- _What the task asks_
The records that follow must be repeated exactly, minus the images.
===============
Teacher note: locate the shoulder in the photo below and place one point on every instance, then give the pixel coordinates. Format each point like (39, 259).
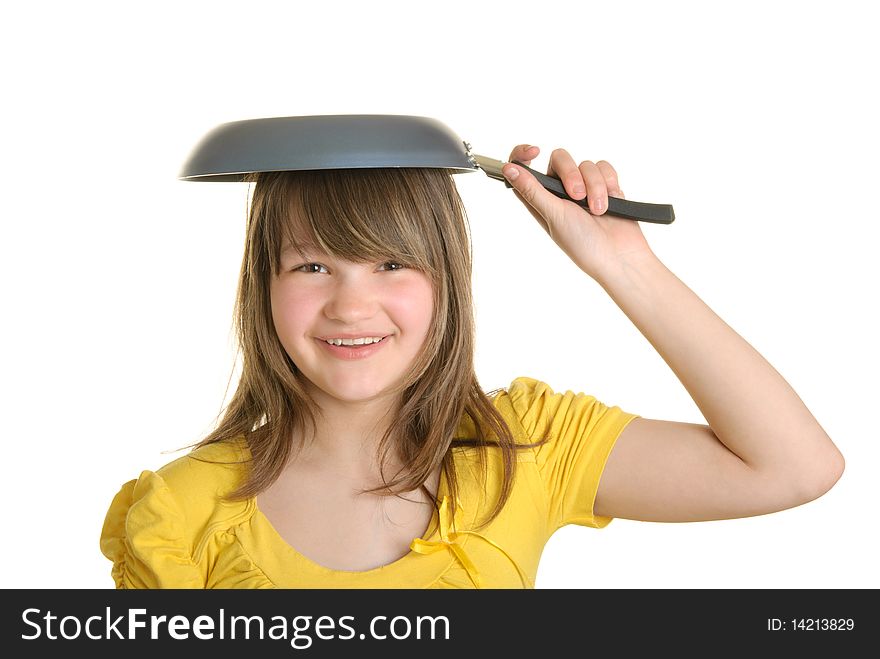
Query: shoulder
(207, 472)
(156, 522)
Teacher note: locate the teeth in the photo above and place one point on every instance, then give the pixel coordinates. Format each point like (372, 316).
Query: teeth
(354, 342)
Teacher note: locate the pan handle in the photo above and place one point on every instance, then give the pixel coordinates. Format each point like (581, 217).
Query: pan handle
(630, 210)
===============
- _Output for this exercise_
Teacher note: locate the shoulder in the photo below and place one point on every instance, then give the pixel coordinates. Format each point like (39, 259).
Query: shoulder
(207, 472)
(156, 522)
Teacher note: locate the teeth in the photo above and place one point on every instance, then give the pixel coordinates. Format each point like (372, 316).
Query: teeth
(354, 342)
Teacher note: locate the pan handle in the photo above and place one point on every instance, then give the pixel coordinates. Format each point like (581, 217).
Query: pan handle
(630, 210)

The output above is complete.